• [Quoted passage]
━━━

This is a graduate level course on Information Retrieval with emphasis on search engines in the Web. The goal of the course is to guide the students in a journey---a journey aimed at the design, implementation, and testing of a Web search engine. This search engine should be able to receive and answer queries posed in the domain of the Brazilian Web.
While the design and conception of the various modules that compose the engine---crawler, indexer, and query processor---will be discussed in class, the students will be responsible for implementing them in C++ and validating their implementations during the course. Additionally, the students will explore techniques of machine learning to improve the ranking of the results. Evaluation will consist of three implementation assignments (crawler, indexer, and query processor) and two exams.
This is a rigorous and intensive course with a non-trivial load of theoretical material and practical tasks in the form of coding in C++. At the end of the course, the students should gain a technical understanding of how a search engine works and the challenges at the frontier of the technology---they should understand why search is hard.
Required Textbook
Ricardo Baeza-Yates & Berthier Ribeiro-Neto. Modern Information
Retrieval. Pearson, 2011, 2nd Edition.
Slides can be
found here.
Other Useful References
1. Ian Witten, Alistair Moffat, Timothy Bell. Managing
Gigabytes. Morgan Kauffman, 1999, 2nd Edition.
2. Christopher Manning, Prabakhar Raghavan, Hinrich
Schutze. Introduction to Information Retrieval. Cambridge
University Press, 2008.
3. Bruce Croft, Donald Metzer, Trevor Strohman. Search Engines:
Information Retrieval in Practice. Pearson, 2009.
4. Charles Clarke, Gordon Cormack, Stefan Buttcher. Information
Retrieval: Implementing and Evaluating Search Engines. MIT
Press, 2016.
5. Gerard Salton. Introduction to Modern Information
Retrieval. McGraw Hill, 1983.

━━━

• [Goal of the exercise]
According to the course description, how will students be evaluated?

• [Given data]
━━━

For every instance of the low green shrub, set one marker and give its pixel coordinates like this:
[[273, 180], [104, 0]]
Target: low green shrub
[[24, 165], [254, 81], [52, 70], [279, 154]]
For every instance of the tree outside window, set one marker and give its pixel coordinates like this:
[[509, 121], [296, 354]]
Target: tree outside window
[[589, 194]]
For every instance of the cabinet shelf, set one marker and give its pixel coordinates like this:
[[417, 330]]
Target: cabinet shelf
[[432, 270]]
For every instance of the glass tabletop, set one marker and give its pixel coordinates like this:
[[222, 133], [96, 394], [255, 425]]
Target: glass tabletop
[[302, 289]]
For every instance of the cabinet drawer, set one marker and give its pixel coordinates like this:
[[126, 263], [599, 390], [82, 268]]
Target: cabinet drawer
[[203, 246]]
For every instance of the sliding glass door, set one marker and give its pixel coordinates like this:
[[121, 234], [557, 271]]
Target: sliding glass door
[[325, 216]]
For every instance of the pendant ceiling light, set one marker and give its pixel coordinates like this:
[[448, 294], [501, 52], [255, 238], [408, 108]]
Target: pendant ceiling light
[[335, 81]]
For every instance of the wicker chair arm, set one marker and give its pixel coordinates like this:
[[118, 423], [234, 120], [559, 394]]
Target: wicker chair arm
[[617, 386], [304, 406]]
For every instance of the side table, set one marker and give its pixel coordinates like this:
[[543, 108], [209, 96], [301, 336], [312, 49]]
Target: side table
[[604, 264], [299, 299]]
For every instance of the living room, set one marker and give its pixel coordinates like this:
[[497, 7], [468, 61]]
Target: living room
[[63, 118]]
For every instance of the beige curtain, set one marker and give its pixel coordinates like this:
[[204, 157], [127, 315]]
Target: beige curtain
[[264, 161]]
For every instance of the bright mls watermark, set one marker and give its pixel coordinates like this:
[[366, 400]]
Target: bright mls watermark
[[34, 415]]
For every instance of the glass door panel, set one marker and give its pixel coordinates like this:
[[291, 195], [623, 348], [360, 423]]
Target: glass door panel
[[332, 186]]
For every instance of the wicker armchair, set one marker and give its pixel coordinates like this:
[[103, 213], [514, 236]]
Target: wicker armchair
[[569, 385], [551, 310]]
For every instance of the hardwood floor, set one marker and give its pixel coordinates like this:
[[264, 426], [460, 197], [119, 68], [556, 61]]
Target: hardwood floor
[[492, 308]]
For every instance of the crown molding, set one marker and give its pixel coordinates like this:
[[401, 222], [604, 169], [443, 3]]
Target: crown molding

━━━

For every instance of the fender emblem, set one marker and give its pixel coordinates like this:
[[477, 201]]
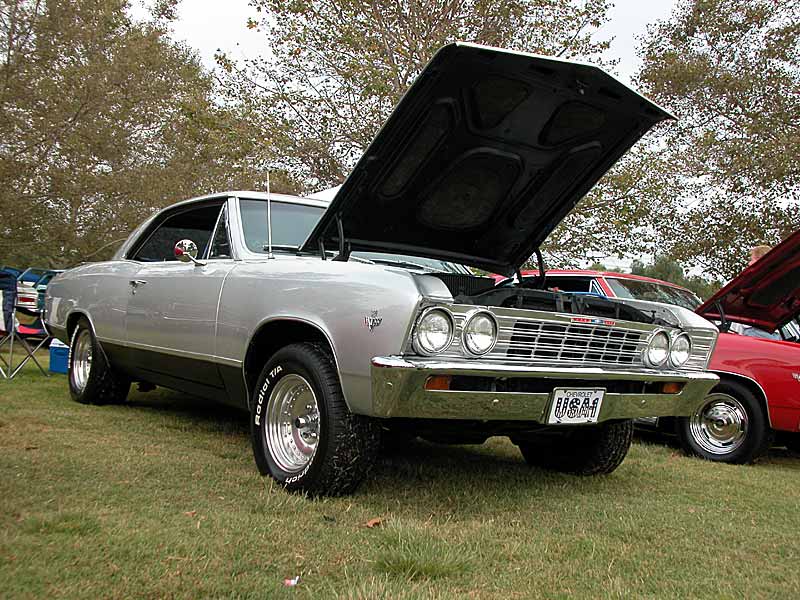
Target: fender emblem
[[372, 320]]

━━━

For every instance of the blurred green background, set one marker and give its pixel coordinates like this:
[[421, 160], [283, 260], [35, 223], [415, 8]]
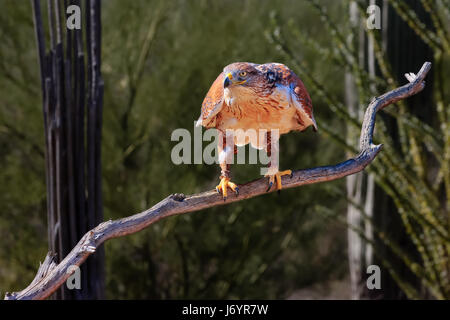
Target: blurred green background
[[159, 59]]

━━━

• [Written reply]
Three implementation assignments (crawler, indexer, and query processor) and two exams.